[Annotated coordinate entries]
Begin
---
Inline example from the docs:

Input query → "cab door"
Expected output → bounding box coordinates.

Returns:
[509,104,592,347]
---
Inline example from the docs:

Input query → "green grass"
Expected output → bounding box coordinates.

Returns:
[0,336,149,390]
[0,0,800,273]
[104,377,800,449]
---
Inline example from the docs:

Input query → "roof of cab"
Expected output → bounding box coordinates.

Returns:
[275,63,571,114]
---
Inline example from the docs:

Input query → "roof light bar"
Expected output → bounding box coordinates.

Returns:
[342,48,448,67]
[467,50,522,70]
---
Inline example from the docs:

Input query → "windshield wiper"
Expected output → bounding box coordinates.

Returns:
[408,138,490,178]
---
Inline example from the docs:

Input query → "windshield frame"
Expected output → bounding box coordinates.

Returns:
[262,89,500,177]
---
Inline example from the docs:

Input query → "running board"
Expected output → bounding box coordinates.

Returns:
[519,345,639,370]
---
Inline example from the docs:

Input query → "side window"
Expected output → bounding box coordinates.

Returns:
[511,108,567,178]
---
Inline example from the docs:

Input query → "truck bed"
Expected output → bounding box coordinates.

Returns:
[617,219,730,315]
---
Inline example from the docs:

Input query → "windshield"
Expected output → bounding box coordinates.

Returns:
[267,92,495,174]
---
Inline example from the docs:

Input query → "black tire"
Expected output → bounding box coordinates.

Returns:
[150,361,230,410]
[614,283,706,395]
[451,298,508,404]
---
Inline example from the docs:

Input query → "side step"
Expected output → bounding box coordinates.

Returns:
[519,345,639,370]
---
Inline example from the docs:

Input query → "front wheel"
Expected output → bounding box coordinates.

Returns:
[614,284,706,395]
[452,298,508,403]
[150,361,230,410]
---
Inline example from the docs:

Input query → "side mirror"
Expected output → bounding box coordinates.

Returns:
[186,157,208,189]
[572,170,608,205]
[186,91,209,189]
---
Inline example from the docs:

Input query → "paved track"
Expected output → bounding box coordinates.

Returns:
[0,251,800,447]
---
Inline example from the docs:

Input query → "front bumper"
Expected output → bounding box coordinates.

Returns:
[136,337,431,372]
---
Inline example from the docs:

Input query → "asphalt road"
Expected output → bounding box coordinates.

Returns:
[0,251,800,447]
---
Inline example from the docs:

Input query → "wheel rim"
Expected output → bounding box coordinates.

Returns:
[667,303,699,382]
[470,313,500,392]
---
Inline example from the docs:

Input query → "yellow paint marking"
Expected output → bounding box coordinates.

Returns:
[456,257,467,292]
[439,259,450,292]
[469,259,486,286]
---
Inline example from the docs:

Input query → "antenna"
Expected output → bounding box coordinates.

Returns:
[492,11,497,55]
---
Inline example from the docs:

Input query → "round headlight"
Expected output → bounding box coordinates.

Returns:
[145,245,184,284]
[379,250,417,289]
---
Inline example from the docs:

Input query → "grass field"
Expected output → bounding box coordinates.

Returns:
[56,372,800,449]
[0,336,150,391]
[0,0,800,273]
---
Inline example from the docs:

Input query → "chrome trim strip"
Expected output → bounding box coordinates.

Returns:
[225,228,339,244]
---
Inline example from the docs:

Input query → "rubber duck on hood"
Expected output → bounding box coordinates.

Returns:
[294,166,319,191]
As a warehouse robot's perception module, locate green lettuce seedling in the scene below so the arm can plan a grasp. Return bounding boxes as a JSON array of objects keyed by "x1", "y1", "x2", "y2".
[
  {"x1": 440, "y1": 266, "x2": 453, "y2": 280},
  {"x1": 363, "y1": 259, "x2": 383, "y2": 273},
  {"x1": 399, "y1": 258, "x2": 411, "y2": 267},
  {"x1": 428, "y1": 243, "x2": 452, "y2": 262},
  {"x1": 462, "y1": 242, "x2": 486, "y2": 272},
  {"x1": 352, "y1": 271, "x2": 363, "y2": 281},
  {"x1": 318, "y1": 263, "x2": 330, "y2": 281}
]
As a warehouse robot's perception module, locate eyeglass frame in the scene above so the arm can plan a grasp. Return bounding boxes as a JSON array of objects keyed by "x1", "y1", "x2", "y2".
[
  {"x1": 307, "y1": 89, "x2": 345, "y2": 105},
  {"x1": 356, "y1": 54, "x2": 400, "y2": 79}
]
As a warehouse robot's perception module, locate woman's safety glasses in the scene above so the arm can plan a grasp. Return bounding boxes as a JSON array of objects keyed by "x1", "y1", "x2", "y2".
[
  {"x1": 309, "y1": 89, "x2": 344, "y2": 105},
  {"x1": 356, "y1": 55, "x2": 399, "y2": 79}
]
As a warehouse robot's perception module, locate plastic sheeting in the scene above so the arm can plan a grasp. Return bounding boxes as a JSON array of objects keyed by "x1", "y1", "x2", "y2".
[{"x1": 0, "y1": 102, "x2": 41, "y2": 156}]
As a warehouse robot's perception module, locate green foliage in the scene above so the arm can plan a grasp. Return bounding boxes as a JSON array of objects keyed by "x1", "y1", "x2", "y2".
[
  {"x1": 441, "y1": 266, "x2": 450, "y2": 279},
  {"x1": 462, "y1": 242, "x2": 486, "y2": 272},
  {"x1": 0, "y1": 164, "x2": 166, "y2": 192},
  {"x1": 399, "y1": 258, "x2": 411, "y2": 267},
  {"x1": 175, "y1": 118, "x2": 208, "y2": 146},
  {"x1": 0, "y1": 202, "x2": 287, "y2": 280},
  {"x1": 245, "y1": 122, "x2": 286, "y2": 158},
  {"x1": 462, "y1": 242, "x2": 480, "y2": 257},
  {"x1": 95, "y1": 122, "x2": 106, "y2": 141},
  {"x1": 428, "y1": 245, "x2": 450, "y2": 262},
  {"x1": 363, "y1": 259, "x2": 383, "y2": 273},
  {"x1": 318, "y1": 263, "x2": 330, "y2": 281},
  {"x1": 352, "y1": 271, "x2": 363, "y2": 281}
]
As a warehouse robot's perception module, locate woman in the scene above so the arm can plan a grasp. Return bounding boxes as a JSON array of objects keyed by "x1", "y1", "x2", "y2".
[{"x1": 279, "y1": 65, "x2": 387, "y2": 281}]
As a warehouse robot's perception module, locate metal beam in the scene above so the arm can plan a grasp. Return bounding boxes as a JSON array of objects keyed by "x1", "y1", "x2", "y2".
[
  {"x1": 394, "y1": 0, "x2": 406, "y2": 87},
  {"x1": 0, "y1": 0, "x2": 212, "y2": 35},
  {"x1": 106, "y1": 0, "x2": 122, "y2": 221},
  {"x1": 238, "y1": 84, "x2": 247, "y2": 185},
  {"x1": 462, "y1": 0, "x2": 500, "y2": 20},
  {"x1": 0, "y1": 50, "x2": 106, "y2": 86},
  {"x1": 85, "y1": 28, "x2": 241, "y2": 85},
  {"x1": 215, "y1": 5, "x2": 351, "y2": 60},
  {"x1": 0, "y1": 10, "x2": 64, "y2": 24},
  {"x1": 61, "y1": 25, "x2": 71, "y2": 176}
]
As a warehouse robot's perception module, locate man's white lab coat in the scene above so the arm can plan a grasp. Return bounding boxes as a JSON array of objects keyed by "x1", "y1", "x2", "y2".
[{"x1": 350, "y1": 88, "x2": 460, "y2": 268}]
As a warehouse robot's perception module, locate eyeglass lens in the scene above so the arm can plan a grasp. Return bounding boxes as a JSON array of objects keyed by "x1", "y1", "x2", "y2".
End
What this task involves
Can you express every line of the entries above as a JSON list of strings, with one string per line and blank lines omitted?

Solved problem
[
  "---",
  "Inline example from the docs:",
  "Input query → \"cab door\"",
  "Expected output → bounding box coordinates.",
  "Returns:",
  "[509,104,592,347]",
  "---",
  "Inline example from the docs:",
  "Input query → \"green grass\"",
  "Expected output → bounding box coordinates.",
  "Returns:",
  "[0,336,149,390]",
  "[0,0,800,273]",
  "[104,377,800,449]",
  "---",
  "Inline example from the docs:",
  "Input query → \"roof of cab\"",
  "Expected output → bounding box coordinates.",
  "Returns:",
  "[275,63,571,114]",
  "---",
  "Inline example from the docs:",
  "Input query → \"roof light bar\"",
  "Expected output → bounding box coordinates.",
  "Returns:",
  "[342,48,448,67]",
  "[467,50,522,70]",
  "---",
  "Inline example from the docs:",
  "Input query → \"windshield wiper\"",
  "Expected output → bounding box coordinates.",
  "Returns:",
  "[408,138,490,178]",
  "---",
  "Inline example from the docs:",
  "Input query → \"windshield frame\"",
  "Expected output → bounding box coordinates.",
  "Returns:",
  "[262,89,500,177]",
  "---",
  "Inline example from the docs:",
  "Input query → \"running board\"",
  "Expected output → bounding box coordinates.",
  "Returns:",
  "[519,345,639,370]",
  "---",
  "Inline example from the docs:",
  "Input query → \"side window\"",
  "Expected output → bounding box coordinates.",
  "Returns:",
  "[511,108,567,178]",
  "---",
  "Inline example from the docs:",
  "Input query → \"truck bed\"",
  "Expected output → bounding box coordinates.",
  "Returns:",
  "[617,219,730,315]",
  "---",
  "Inline example from the docs:",
  "Input query → \"windshield\"",
  "Expected output → bounding box coordinates.",
  "Returns:",
  "[267,92,495,174]",
  "---",
  "Inline example from the docs:",
  "Input query → \"black tire\"",
  "Expected output → bounding box coordinates.",
  "Returns:",
  "[150,361,230,410]",
  "[614,283,706,395]",
  "[451,298,508,404]",
  "---",
  "Inline example from the docs:",
  "Input query → \"side step\"",
  "Expected output → bounding box coordinates.",
  "Returns:",
  "[519,345,639,370]",
  "---",
  "Inline example from the docs:",
  "Input query → \"front wheel\"",
  "Expected output → bounding box coordinates.",
  "Returns:",
  "[614,284,706,395]",
  "[452,298,508,403]",
  "[150,361,230,410]",
  "---",
  "Inline example from the docs:",
  "Input query → \"side mirror\"",
  "Expected output → bounding box coordinates.",
  "Returns:",
  "[186,157,208,189]",
  "[572,170,608,205]",
  "[186,91,209,189]",
  "---",
  "Inline example from the docs:",
  "Input query → \"paved track\"",
  "Expected output → bounding box coordinates.",
  "Returns:",
  "[0,251,800,447]",
  "---",
  "Inline example from the docs:",
  "Input query → \"front bumper\"",
  "Expected output → bounding box coordinates.",
  "Returns:",
  "[136,337,431,372]",
  "---",
  "Inline example from the docs:",
  "Input query → \"asphalt road\"",
  "Expected output → bounding box coordinates.",
  "Returns:",
  "[0,251,800,447]",
  "---",
  "Inline example from the docs:",
  "Input query → \"wheel rim\"",
  "Expected output → bounding box coordinates.",
  "Returns:",
  "[667,303,699,382]",
  "[470,313,500,392]",
  "---",
  "Inline example from the docs:",
  "Input query → \"yellow paint marking\"",
  "Expected output → bounding box coordinates.",
  "Returns:",
  "[456,257,467,292]",
  "[439,259,450,292]",
  "[469,259,486,286]",
  "---",
  "Inline example from the docs:",
  "Input query → \"antenna\"",
  "Expected output → bounding box coordinates.",
  "Returns:",
  "[492,11,497,55]",
  "---",
  "Inline example from the docs:",
  "Input query → \"round headlight\"",
  "Expected output → bounding box coordinates.",
  "Returns:",
  "[145,245,184,284]",
  "[379,250,417,289]",
  "---",
  "Inline example from the docs:",
  "Input query → \"grass field\"",
  "Expected output → bounding box coordinates.",
  "Returns:",
  "[56,372,800,449]",
  "[0,336,150,391]",
  "[0,0,800,273]",
  "---",
  "Inline example from the docs:",
  "Input query → \"chrome trim strip\"",
  "Expected output → bounding box coordinates.",
  "Returns:",
  "[225,228,339,244]",
  "---",
  "Inline example from the docs:",
  "Input query → \"rubber duck on hood\"",
  "Expected output → bounding box coordinates.",
  "Returns:",
  "[294,166,319,191]",
  "As a warehouse robot's perception module, locate green lettuce seedling in the scene below so the arm can plan a grasp. Return bounding boxes as a JSON array of objects keyed by \"x1\", \"y1\", \"x2\", \"y2\".",
  "[",
  "  {\"x1\": 440, \"y1\": 266, \"x2\": 453, \"y2\": 280},",
  "  {\"x1\": 363, \"y1\": 259, \"x2\": 383, \"y2\": 273},",
  "  {\"x1\": 399, \"y1\": 258, \"x2\": 411, \"y2\": 267},",
  "  {\"x1\": 428, \"y1\": 243, \"x2\": 452, \"y2\": 262},",
  "  {\"x1\": 462, \"y1\": 242, \"x2\": 486, \"y2\": 272},",
  "  {\"x1\": 352, \"y1\": 271, \"x2\": 363, \"y2\": 281},",
  "  {\"x1\": 318, \"y1\": 263, \"x2\": 330, \"y2\": 281}",
  "]",
  "As a warehouse robot's perception module, locate eyeglass frame in the scene above so the arm can plan a grasp. Return bounding boxes as a JSON array of objects keyed by \"x1\", \"y1\", \"x2\", \"y2\".",
  "[",
  "  {\"x1\": 307, \"y1\": 89, \"x2\": 345, \"y2\": 105},",
  "  {\"x1\": 356, \"y1\": 54, \"x2\": 400, \"y2\": 79}",
  "]",
  "As a warehouse robot's perception module, locate woman's safety glasses in the scene above so the arm can plan a grasp. Return bounding boxes as a JSON array of objects keyed by \"x1\", \"y1\", \"x2\", \"y2\".",
  "[",
  "  {\"x1\": 309, \"y1\": 89, \"x2\": 344, \"y2\": 105},",
  "  {\"x1\": 356, \"y1\": 55, \"x2\": 399, \"y2\": 79}",
  "]",
  "As a warehouse robot's perception module, locate plastic sheeting in the scene above so the arm can plan a grasp. Return bounding boxes as a JSON array of objects keyed by \"x1\", \"y1\", \"x2\", \"y2\".",
  "[{\"x1\": 0, \"y1\": 102, \"x2\": 41, \"y2\": 156}]",
  "As a warehouse robot's perception module, locate green foliage in the scene above so the arm can plan a grasp. Return bounding boxes as a JSON array of objects keyed by \"x1\", \"y1\", \"x2\", \"y2\".",
  "[",
  "  {\"x1\": 441, \"y1\": 266, \"x2\": 450, \"y2\": 279},",
  "  {\"x1\": 462, \"y1\": 242, \"x2\": 486, \"y2\": 272},",
  "  {\"x1\": 0, \"y1\": 164, \"x2\": 166, \"y2\": 192},",
  "  {\"x1\": 399, \"y1\": 258, \"x2\": 411, \"y2\": 267},",
  "  {\"x1\": 175, \"y1\": 118, \"x2\": 208, \"y2\": 146},",
  "  {\"x1\": 0, \"y1\": 202, \"x2\": 287, \"y2\": 280},",
  "  {\"x1\": 245, \"y1\": 122, \"x2\": 286, \"y2\": 158},",
  "  {\"x1\": 462, \"y1\": 242, \"x2\": 480, \"y2\": 257},",
  "  {\"x1\": 95, \"y1\": 122, \"x2\": 106, \"y2\": 141},",
  "  {\"x1\": 428, \"y1\": 245, \"x2\": 450, \"y2\": 262},",
  "  {\"x1\": 363, \"y1\": 259, \"x2\": 383, \"y2\": 273},",
  "  {\"x1\": 318, \"y1\": 263, \"x2\": 330, \"y2\": 281},",
  "  {\"x1\": 352, \"y1\": 271, \"x2\": 363, \"y2\": 281}",
  "]",
  "As a warehouse robot's perception module, locate woman in the scene above so the arm can plan a grasp. Return bounding boxes as a JSON array of objects keyed by \"x1\", \"y1\", \"x2\", \"y2\".",
  "[{\"x1\": 279, \"y1\": 65, \"x2\": 387, \"y2\": 281}]",
  "As a warehouse robot's perception module, locate metal beam in the scene above so the arm can plan a grasp. Return bounding boxes as a JSON array of objects keyed by \"x1\", \"y1\", \"x2\", \"y2\".",
  "[",
  "  {\"x1\": 394, \"y1\": 0, \"x2\": 406, \"y2\": 87},",
  "  {\"x1\": 0, \"y1\": 0, \"x2\": 212, \"y2\": 35},",
  "  {\"x1\": 106, \"y1\": 0, \"x2\": 122, \"y2\": 221},",
  "  {\"x1\": 238, \"y1\": 84, \"x2\": 247, \"y2\": 185},",
  "  {\"x1\": 462, \"y1\": 0, \"x2\": 500, \"y2\": 20},",
  "  {\"x1\": 0, \"y1\": 50, \"x2\": 106, \"y2\": 86},",
  "  {\"x1\": 85, \"y1\": 28, \"x2\": 241, \"y2\": 85},",
  "  {\"x1\": 215, \"y1\": 5, \"x2\": 351, \"y2\": 60},",
  "  {\"x1\": 0, \"y1\": 10, \"x2\": 64, \"y2\": 24},",
  "  {\"x1\": 61, \"y1\": 25, \"x2\": 71, \"y2\": 176}",
  "]",
  "As a warehouse robot's perception module, locate man's white lab coat in the scene above so the arm can plan a grasp. Return bounding boxes as a JSON array of objects keyed by \"x1\", \"y1\", \"x2\", \"y2\".",
  "[{\"x1\": 350, \"y1\": 88, \"x2\": 460, \"y2\": 268}]",
  "As a warehouse robot's perception module, locate eyeglass lens in the scene above so the arm can plan a grasp. Return bounding boxes as a JSON array of objects keyed by \"x1\", \"y1\", \"x2\", \"y2\"."
]